▶ Work to be completed
Arrange the listing below as a Markdown table with the columns Number and Entry. Give each line its own numbered row and leave out any blank lines.
# Start of Entries supplied
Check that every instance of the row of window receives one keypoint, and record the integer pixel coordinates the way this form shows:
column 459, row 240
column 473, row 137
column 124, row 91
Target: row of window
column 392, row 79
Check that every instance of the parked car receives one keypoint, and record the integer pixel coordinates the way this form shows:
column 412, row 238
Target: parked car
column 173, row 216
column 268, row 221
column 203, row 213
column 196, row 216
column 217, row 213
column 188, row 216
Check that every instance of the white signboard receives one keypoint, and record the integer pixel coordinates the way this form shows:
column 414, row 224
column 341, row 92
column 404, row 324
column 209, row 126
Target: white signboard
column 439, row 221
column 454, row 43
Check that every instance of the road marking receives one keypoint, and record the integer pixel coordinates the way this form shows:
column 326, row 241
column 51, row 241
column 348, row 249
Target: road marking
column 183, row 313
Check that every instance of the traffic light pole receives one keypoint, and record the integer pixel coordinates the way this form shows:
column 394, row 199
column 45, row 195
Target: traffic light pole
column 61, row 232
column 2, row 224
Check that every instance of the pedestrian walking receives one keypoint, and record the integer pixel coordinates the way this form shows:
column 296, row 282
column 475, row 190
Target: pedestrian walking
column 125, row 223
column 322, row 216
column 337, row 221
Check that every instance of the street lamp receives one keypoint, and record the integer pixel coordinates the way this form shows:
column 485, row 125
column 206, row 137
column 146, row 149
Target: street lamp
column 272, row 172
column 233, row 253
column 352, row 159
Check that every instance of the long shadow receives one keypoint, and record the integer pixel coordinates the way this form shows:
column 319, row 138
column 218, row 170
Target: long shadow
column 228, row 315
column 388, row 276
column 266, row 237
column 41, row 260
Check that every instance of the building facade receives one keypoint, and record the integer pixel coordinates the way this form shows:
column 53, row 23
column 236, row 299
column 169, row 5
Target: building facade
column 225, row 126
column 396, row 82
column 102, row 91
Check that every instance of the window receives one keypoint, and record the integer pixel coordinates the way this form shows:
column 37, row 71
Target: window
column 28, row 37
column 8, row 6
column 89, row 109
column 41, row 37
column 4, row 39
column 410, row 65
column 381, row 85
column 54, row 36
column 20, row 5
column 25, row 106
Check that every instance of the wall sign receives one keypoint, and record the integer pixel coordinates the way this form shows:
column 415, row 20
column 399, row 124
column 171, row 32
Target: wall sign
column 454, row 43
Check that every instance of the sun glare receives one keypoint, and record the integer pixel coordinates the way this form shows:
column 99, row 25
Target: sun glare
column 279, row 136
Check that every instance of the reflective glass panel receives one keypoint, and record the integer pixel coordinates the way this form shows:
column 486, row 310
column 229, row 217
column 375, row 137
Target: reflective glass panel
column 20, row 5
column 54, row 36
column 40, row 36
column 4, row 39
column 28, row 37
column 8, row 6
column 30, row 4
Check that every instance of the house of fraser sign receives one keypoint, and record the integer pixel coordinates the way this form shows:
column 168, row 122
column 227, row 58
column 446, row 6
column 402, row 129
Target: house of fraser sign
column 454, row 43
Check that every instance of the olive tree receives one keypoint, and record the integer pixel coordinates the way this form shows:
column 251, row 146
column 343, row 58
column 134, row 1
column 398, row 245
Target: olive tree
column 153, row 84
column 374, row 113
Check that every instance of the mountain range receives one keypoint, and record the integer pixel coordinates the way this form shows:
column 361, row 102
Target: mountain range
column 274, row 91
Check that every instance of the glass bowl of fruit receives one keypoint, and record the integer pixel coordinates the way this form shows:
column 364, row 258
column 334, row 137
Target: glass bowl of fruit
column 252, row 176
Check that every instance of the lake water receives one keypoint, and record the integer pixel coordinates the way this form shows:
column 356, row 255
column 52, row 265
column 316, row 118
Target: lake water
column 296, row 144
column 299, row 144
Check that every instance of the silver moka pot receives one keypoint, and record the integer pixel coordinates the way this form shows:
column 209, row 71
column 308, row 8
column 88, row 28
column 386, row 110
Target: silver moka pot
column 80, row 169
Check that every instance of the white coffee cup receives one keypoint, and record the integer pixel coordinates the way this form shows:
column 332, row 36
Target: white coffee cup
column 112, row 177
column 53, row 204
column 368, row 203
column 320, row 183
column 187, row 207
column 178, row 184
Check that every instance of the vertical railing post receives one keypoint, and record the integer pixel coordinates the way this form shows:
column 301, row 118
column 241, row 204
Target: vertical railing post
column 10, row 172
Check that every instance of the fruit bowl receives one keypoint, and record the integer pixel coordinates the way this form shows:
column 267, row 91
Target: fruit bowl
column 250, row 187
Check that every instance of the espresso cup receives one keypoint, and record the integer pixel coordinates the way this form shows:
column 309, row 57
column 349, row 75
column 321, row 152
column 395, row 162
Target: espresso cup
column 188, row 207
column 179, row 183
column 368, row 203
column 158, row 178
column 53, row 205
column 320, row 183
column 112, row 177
# End of Entries supplied
▶ Completed task
| Number | Entry |
|---|---|
| 1 | Check that every instance of the row of window receives one keypoint, and record the integer pixel coordinates the way this form shows: |
| 2 | column 459, row 240 |
| 3 | column 473, row 137 |
| 4 | column 124, row 91 |
| 5 | Target: row of window |
| 6 | column 392, row 79 |
| 7 | Check that every instance of the parked car receives one keypoint, and record the integer pixel coordinates the way this form shows: |
| 8 | column 412, row 238 |
| 9 | Target: parked car |
| 10 | column 173, row 216 |
| 11 | column 268, row 221 |
| 12 | column 203, row 213 |
| 13 | column 196, row 216 |
| 14 | column 217, row 213 |
| 15 | column 188, row 216 |
| 16 | Check that every instance of the white signboard receives one keypoint, and record the integer pixel coordinates the way this form shows: |
| 17 | column 414, row 224 |
| 18 | column 341, row 92 |
| 19 | column 404, row 324 |
| 20 | column 209, row 126 |
| 21 | Target: white signboard |
| 22 | column 439, row 221 |
| 23 | column 454, row 43 |
| 24 | Check that every instance of the road marking receives one keypoint, and record the integer pixel coordinates the way this form shows: |
| 25 | column 326, row 241 |
| 26 | column 51, row 241 |
| 27 | column 348, row 249 |
| 28 | Target: road marking |
| 29 | column 183, row 313 |
| 30 | Check that every instance of the traffic light pole receives one keypoint, and record the integer pixel coordinates the way this form shows: |
| 31 | column 394, row 199 |
| 32 | column 45, row 195 |
| 33 | Target: traffic light pole |
| 34 | column 61, row 232 |
| 35 | column 2, row 224 |
| 36 | Check that every instance of the pedestrian walking receives one keypoint, and record the integer pixel coordinates the way this form shows: |
| 37 | column 296, row 282 |
| 38 | column 475, row 190 |
| 39 | Target: pedestrian walking |
| 40 | column 125, row 223 |
| 41 | column 322, row 216 |
| 42 | column 337, row 221 |
| 43 | Check that every instance of the street lamp receives one keypoint, and record the integer pixel coordinates the way this form shows: |
| 44 | column 485, row 125 |
| 45 | column 206, row 137 |
| 46 | column 146, row 149 |
| 47 | Target: street lamp |
| 48 | column 272, row 172 |
| 49 | column 233, row 253 |
| 50 | column 352, row 159 |
| 51 | Check that every instance of the long shadow receives one keypoint, and record the integer pixel coordinates the way this form shows: |
| 52 | column 319, row 138 |
| 53 | column 218, row 170 |
| 54 | Target: long shadow |
| 55 | column 228, row 315 |
| 56 | column 388, row 276 |
| 57 | column 266, row 237 |
| 58 | column 41, row 260 |
| 59 | Check that every instance of the building facade receives one keypoint, and record the integer pixel coordinates the way this form shows: |
| 60 | column 53, row 23 |
| 61 | column 236, row 299 |
| 62 | column 169, row 5 |
| 63 | Target: building facade |
| 64 | column 225, row 126 |
| 65 | column 396, row 82 |
| 66 | column 102, row 91 |
| 67 | Check that every instance of the window receives one keypoint, and record the integer pixel coordinates the way this form shows: |
| 68 | column 37, row 71 |
| 69 | Target: window |
| 70 | column 28, row 37 |
| 71 | column 8, row 6 |
| 72 | column 89, row 109 |
| 73 | column 41, row 37 |
| 74 | column 4, row 39 |
| 75 | column 410, row 65 |
| 76 | column 381, row 85 |
| 77 | column 54, row 36 |
| 78 | column 20, row 5 |
| 79 | column 25, row 106 |
| 80 | Check that every instance of the wall sign receives one keypoint, and record the integer pixel coordinates the way this form shows: |
| 81 | column 415, row 20 |
| 82 | column 399, row 124 |
| 83 | column 171, row 32 |
| 84 | Target: wall sign |
| 85 | column 454, row 43 |
| 86 | Check that every instance of the sun glare receives one keypoint, and record the integer pixel coordinates the way this form shows: |
| 87 | column 99, row 25 |
| 88 | Target: sun glare |
| 89 | column 279, row 136 |
| 90 | Check that every instance of the reflective glass panel receives one keypoint, and record the integer pixel coordinates the way this form shows: |
| 91 | column 486, row 310 |
| 92 | column 229, row 217 |
| 93 | column 375, row 137 |
| 94 | Target: reflective glass panel |
| 95 | column 20, row 5 |
| 96 | column 54, row 36 |
| 97 | column 40, row 36 |
| 98 | column 4, row 39 |
| 99 | column 28, row 37 |
| 100 | column 8, row 6 |
| 101 | column 30, row 4 |
| 102 | Check that every instance of the house of fraser sign receives one keypoint, and record the integer pixel coordinates the way this form shows: |
| 103 | column 168, row 122 |
| 104 | column 227, row 58 |
| 105 | column 446, row 6 |
| 106 | column 402, row 129 |
| 107 | Target: house of fraser sign |
| 108 | column 454, row 43 |
| 109 | Check that every instance of the olive tree receives one keypoint, and record the integer pixel coordinates the way this form shows: |
| 110 | column 251, row 146 |
| 111 | column 343, row 58 |
| 112 | column 134, row 1 |
| 113 | column 398, row 245 |
| 114 | Target: olive tree |
| 115 | column 153, row 84 |
| 116 | column 374, row 113 |
| 117 | Check that every instance of the mountain range receives one keypoint, and record the integer pixel coordinates the way this form shows: |
| 118 | column 361, row 102 |
| 119 | Target: mountain range |
| 120 | column 274, row 91 |
| 121 | Check that every instance of the glass bowl of fruit receives one keypoint, and record the integer pixel coordinates the way this form shows: |
| 122 | column 364, row 258 |
| 123 | column 334, row 137 |
| 124 | Target: glass bowl of fruit |
| 125 | column 252, row 176 |
| 126 | Check that every instance of the lake water receives one keypoint, and record the integer pixel coordinates the way this form shows: |
| 127 | column 356, row 255 |
| 128 | column 52, row 265 |
| 129 | column 316, row 118 |
| 130 | Target: lake water |
| 131 | column 296, row 144 |
| 132 | column 299, row 144 |
| 133 | Check that every instance of the silver moka pot receives one keypoint, and record the integer pixel coordinates the way this form shows: |
| 134 | column 209, row 71 |
| 135 | column 308, row 8 |
| 136 | column 88, row 28 |
| 137 | column 386, row 110 |
| 138 | Target: silver moka pot |
| 139 | column 80, row 169 |
| 140 | Check that every instance of the white coffee cup receives one keypoint, and record the integer pixel coordinates the way this form shows: |
| 141 | column 332, row 36 |
| 142 | Target: white coffee cup |
| 143 | column 112, row 177 |
| 144 | column 53, row 204 |
| 145 | column 368, row 203 |
| 146 | column 320, row 183 |
| 147 | column 187, row 207 |
| 148 | column 178, row 184 |
| 149 | Check that every instance of the vertical railing post receives one keypoint, and record the integer pixel coordinates the way this form shows: |
| 150 | column 301, row 118 |
| 151 | column 241, row 204 |
| 152 | Target: vertical railing post |
| 153 | column 10, row 172 |
| 154 | Check that every instance of the fruit bowl receives one keypoint, and record the integer pixel coordinates the way this form shows: |
| 155 | column 267, row 91 |
| 156 | Target: fruit bowl |
| 157 | column 250, row 187 |
| 158 | Check that every instance of the espresso cup receives one keypoint, and record the integer pixel coordinates the way this form shows: |
| 159 | column 309, row 57 |
| 160 | column 349, row 75 |
| 161 | column 321, row 152 |
| 162 | column 395, row 162 |
| 163 | Target: espresso cup |
| 164 | column 188, row 207 |
| 165 | column 179, row 183 |
| 166 | column 368, row 203 |
| 167 | column 158, row 178 |
| 168 | column 53, row 205 |
| 169 | column 320, row 183 |
| 170 | column 112, row 177 |